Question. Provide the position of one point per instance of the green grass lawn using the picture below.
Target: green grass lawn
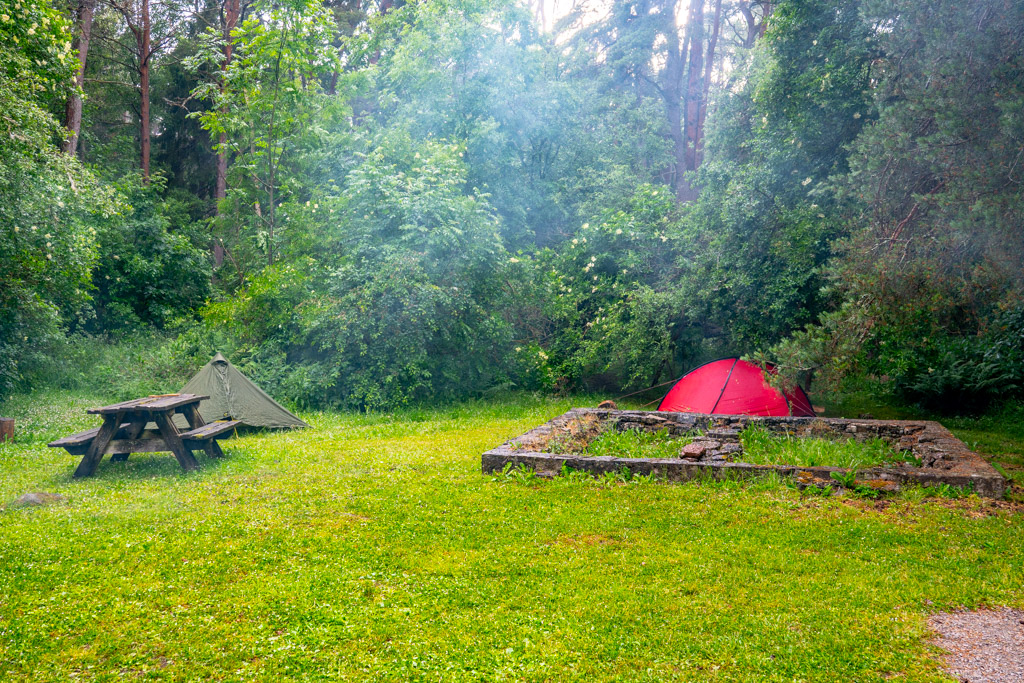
(371, 548)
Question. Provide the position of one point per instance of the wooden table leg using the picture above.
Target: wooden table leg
(132, 432)
(95, 453)
(174, 442)
(196, 420)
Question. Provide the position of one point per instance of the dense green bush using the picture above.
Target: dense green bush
(47, 233)
(153, 263)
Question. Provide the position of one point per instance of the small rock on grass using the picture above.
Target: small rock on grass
(37, 500)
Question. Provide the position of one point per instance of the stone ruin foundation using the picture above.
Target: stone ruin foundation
(718, 454)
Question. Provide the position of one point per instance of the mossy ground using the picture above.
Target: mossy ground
(371, 548)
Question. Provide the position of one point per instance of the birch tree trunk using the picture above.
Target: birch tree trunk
(73, 113)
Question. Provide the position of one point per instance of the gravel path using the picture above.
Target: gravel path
(984, 646)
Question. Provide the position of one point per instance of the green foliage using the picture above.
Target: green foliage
(929, 280)
(47, 201)
(270, 104)
(764, 224)
(153, 264)
(604, 303)
(397, 304)
(763, 447)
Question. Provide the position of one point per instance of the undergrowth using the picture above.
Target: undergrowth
(763, 447)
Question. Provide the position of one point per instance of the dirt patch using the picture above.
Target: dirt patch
(982, 646)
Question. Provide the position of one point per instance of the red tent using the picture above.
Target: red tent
(731, 386)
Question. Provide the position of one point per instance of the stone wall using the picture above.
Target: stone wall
(943, 458)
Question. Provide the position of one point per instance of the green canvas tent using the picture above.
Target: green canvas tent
(233, 396)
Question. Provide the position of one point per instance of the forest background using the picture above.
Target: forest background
(366, 204)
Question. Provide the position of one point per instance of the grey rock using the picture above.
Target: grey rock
(36, 501)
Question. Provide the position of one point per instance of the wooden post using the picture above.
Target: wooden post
(112, 423)
(173, 440)
(134, 429)
(196, 420)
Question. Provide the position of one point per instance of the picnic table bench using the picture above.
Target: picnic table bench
(125, 431)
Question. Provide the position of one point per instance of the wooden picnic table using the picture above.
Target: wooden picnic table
(124, 431)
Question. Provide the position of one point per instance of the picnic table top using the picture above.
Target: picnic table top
(161, 403)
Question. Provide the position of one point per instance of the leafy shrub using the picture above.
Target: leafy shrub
(153, 264)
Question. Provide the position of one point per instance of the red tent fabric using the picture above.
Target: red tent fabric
(731, 386)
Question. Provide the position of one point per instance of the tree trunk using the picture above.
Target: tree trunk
(709, 67)
(685, 190)
(142, 36)
(73, 114)
(231, 12)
********************
■ REQUIRED WORK
Copy every row above word for word, leaving out the picture.

■ THE SOLUTION
Question. Provide the position of one point per instance of the green grass lawn using the picture below.
Target: green grass lawn
(371, 548)
Question. Provide the position of one point per instance of the wooden table leg using the picture above.
Target: wooden table leg
(132, 432)
(95, 453)
(174, 442)
(196, 420)
Question. Provide the position of one point per instance of the dense green bush using the picture above.
Target: dense green bush
(47, 233)
(153, 263)
Question. Provide the position of one point per instance of the small rock on grass using the picture above.
Target: small rock on grass
(37, 500)
Question. Provide the position of one point per instance of the stone ruin foundation using the picture above.
Target: stone ruin foundation
(718, 454)
Question. Provide the position of one point per instance of the mossy ground using the picture above.
Target: mossy ground
(371, 548)
Question. Provide the position of one point per instance of the birch tree trunk using the picture above.
Target: birch tree trunk
(73, 113)
Question. Provide the position of one point per instance of the gravel path using the picture above.
Target: gravel path
(984, 646)
Question. Provide the position of one point per instance of the green foliage using the picture above.
Target: green foliage
(929, 280)
(47, 201)
(270, 104)
(764, 224)
(153, 264)
(604, 303)
(397, 304)
(763, 447)
Question. Provide the position of one point per instance of the undergrowth using the picture above.
Target: undergrowth
(763, 447)
Question. Provide the position of one point per instance of the dirt patch using the picture above.
Target: dirt patch
(982, 646)
Question. Provide the position of one point per instance of the red tent using the picture above.
Target: red tent
(731, 386)
Question. Provide the position of one point per instance of the stone wall using the picture above.
Target: stone wall
(943, 458)
Question. Provide the position of one point per instance of the green canvas tent using the picture above.
Target: green canvas tent
(233, 396)
Question. Provide the position of one point per instance of the forest background using the picture above.
Target: forest background
(366, 204)
Question. Provide the position of one point per instance of the grey rock using the picture above.
Target: grey rock
(36, 501)
Question. Provide the position of one point per instance of the wooden post using the picture above.
Target: wooden post
(112, 423)
(173, 440)
(134, 429)
(196, 420)
Question. Provide the position of one point per instance of the picnic table bench using the picture above.
Target: picnic table bench
(125, 431)
Question. Provide the position of one point per instance of the wooden picnic table using the picture above.
Target: wooden picnic table
(124, 431)
Question. Provide the position of one point per instance of the picnic table top using the picture above.
Target: picnic table top
(161, 403)
Question. Provide the position of one point per instance of the leafy shrub using the picture above.
Target: leafy shrub
(153, 264)
Question. Provide the position of one point per instance of the red tent fabric using the picture above.
Target: red tent fabric
(731, 386)
Question. Provide the position of one point per instance of the tree trunk using the picture above.
Target: tree trunk
(709, 67)
(685, 190)
(142, 36)
(73, 114)
(231, 12)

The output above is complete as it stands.